#### DIRECTIONS:
**A.** In the opinion piece on Congress, copy everything from "The people bailed" down to "the People again.", and swap "Congress" for "Washington" wherever it occurs.
**B.** According to the opinion piece on Congress, how many times has the House of Representatives voted unsuccessfully to defund ObamaCare?

The American people have been conned.  Congressional Republicans have fooled their constituents into believing that repealing laws like ObamaCare is progress or that continuing a budget sequester is best for the country. 

Congress is proving that it is not about Progress.  The arguments over immigration, budget sequester, debt ceiling, gun reform, Syria has divided our nation. We are sinking deeper in quicksand.  Congress is working against the people. It has conned some to believe repealing laws is progress.   The proof? Congress has made no progress in successfully lowering the unemployment rate, getting people working, educating more of our young people, or stabilizing our economy.  James Carville and the American people should be yelling as loud as they did over Syria, “It’s the Economy Stupid!”

Instead, now Democrats will use the mass shooting at the Navy Yard to bring up the gun debate and get nothing done. But it’s good politics.  Let’s not be fooled again.  Guns are dangerous. They give people a false sense of power and security.  Does Zimmerman follow Trayvon Martin if he didn’t have a gun?   

Politicians are just as dangerous as a person with a gun.  Those in Washington use their votes like bullets, recklessly voting for a budget sequester and against laws like ObamaCare that impact families and eliminate jobs.

The House of Representatives has voted unsuccessfully 40 times to defund ObamaCare that can help American families but not once on a budget?   Wouldn’t a budget deal help America step forward from the devastation incurred by reckless behavior on Wall Street, in the housing market and banking industry?  

The people bailed out Wall Street, bankers, the auto and housing industry, but who rebounded quickest? For once Congress think progress for the American people, end the budget sequester.  No more arguing over trivial issues like immigration that will strengthen our nation!  No more widening the gap between the poor and the rich. Stop claiming that some of the poor who were once middle class and lost their jobs and homes during the recession are lazy. Stop threatening to cutting them off from benefits that will hopefully keep from falling deeper into an economic abyss that you created.

Congress get out of the way. Make government again about the People, but about all the People. If not, then the Government for the People will be forced to find a way, to make it of the People again.

#### SUPPLIED INFORMATION:
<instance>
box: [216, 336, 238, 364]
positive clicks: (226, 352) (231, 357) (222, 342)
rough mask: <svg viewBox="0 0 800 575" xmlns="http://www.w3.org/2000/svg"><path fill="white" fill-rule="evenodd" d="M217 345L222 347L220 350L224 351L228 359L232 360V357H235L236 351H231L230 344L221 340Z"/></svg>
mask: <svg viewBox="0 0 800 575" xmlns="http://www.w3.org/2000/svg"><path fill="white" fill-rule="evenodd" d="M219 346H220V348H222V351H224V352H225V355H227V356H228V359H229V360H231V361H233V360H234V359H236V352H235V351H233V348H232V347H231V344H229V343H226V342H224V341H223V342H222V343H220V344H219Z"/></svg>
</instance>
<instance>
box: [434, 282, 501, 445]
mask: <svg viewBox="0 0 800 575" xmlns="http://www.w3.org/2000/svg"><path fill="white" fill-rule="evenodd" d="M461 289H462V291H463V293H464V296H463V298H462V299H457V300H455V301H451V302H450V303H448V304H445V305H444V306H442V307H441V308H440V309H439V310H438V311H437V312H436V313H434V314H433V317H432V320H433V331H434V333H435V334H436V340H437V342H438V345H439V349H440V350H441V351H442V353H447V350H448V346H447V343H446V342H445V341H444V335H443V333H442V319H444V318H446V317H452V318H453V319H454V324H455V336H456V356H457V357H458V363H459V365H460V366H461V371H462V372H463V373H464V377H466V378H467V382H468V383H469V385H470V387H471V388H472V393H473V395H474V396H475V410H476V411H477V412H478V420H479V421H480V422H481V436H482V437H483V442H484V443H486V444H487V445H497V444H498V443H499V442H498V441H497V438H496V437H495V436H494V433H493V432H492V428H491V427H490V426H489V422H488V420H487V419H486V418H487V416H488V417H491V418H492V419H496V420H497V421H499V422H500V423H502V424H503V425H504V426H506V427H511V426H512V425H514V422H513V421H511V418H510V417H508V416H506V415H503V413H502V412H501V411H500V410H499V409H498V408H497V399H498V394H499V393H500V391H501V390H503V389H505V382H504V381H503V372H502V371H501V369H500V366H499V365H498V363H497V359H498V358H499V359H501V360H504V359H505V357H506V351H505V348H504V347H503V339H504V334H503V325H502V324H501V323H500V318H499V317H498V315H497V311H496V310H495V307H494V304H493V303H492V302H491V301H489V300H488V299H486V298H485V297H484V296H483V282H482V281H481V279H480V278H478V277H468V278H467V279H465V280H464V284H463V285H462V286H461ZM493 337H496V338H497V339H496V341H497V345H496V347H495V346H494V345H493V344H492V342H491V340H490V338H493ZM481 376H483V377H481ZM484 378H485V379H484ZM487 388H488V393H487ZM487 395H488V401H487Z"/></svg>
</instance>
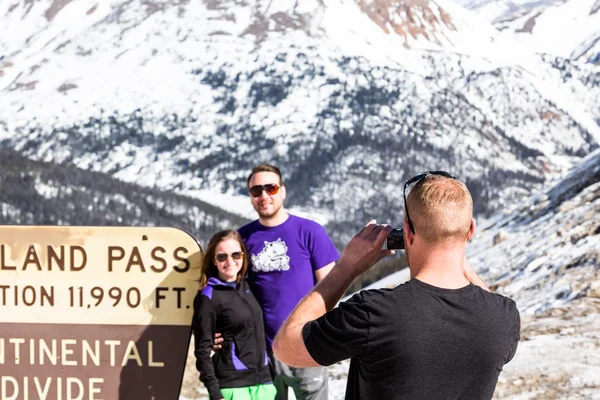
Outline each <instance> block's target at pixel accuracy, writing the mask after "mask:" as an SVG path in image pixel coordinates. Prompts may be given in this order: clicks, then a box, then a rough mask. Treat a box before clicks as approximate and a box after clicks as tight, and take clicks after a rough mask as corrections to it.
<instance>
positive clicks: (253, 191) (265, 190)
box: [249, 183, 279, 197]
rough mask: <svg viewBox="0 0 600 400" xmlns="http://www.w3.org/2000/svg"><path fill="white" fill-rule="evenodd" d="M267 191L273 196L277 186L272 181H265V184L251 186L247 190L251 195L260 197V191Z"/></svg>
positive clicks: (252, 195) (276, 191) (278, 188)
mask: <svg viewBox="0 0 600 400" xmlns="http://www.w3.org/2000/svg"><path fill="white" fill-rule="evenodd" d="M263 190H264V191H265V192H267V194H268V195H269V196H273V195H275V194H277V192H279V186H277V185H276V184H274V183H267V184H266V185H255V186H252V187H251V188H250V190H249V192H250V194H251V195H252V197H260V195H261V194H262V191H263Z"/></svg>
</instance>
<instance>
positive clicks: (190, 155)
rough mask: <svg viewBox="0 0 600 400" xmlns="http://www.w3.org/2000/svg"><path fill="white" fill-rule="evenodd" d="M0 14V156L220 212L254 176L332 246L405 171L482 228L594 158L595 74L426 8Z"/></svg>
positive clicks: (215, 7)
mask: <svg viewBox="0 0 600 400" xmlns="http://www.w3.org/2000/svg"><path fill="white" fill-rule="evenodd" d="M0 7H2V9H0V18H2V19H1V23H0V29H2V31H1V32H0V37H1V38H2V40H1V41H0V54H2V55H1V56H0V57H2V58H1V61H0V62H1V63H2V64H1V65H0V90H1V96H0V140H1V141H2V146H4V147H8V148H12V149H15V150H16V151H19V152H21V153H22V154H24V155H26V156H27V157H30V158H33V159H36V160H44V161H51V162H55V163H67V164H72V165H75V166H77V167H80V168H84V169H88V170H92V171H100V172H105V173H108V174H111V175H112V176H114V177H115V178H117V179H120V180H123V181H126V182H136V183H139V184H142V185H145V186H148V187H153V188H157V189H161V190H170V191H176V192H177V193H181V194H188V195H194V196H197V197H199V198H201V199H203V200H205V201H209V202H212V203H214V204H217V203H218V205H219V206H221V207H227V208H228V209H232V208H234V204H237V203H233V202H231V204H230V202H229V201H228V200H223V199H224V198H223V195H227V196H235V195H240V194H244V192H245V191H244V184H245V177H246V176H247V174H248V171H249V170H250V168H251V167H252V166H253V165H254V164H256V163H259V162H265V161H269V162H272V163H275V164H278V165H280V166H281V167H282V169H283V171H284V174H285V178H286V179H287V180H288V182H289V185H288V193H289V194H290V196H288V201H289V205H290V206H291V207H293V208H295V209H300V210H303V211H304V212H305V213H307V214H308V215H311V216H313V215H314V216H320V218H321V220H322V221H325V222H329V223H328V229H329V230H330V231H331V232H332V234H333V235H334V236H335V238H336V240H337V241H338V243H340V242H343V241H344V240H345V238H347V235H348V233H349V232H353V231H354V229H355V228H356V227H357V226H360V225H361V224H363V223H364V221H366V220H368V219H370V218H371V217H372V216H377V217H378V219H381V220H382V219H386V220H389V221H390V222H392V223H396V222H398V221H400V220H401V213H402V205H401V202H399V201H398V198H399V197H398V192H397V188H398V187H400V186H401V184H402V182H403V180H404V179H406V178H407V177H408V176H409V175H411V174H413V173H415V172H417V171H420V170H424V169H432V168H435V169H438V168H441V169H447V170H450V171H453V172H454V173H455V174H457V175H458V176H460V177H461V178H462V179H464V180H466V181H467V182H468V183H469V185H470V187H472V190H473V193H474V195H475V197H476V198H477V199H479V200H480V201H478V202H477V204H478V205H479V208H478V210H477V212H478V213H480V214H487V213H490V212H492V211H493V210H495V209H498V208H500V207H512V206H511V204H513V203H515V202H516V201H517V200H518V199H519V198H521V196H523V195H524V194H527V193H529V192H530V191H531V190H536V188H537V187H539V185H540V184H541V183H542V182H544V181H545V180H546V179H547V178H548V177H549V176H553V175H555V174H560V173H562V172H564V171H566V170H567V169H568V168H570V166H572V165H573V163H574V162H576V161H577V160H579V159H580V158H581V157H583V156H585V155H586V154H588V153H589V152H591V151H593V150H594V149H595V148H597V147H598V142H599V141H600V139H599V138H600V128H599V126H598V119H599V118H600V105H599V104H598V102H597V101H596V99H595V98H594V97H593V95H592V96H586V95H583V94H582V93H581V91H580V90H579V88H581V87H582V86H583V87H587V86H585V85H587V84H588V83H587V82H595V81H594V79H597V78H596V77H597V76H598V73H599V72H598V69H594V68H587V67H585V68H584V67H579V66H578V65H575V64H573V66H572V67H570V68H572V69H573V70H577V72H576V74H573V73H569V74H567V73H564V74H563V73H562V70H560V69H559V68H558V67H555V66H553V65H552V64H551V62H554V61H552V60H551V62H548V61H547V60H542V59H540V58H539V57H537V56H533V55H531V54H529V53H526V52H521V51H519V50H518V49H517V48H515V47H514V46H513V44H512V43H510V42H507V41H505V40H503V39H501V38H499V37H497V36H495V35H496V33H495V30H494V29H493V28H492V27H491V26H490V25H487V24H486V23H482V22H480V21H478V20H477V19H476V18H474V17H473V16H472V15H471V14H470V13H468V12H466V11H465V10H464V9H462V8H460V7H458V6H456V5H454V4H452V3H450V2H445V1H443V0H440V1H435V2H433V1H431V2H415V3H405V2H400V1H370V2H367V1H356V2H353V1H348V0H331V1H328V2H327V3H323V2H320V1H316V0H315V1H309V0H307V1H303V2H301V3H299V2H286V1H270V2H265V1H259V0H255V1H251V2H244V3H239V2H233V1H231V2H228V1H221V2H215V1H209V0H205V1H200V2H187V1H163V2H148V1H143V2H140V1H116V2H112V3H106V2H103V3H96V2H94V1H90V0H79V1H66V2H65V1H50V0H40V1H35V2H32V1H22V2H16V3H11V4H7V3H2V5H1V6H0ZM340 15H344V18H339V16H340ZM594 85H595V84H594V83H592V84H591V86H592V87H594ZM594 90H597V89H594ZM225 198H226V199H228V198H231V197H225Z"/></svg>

#### EXERCISE RESPONSES:
**A.**
The people bailed out Wall Street, bankers, the auto and housing industry, but who rebounded quickest? For once Washington think progress for the American people, end the budget sequester.  No more arguing over trivial issues like immigration that will strengthen our nation!  No more widening the gap between the poor and the rich. Stop claiming that some of the poor who were once middle class and lost their jobs and homes during the recession are lazy. Stop threatening to cutting them off from benefits that will hopefully keep from falling deeper into an economic abyss that you created.

Washington get out of the way. Make government again about the People, but about all the People. If not, then the Government for the People will be forced to find a way, to make it of the People again.

**B.** 40 times.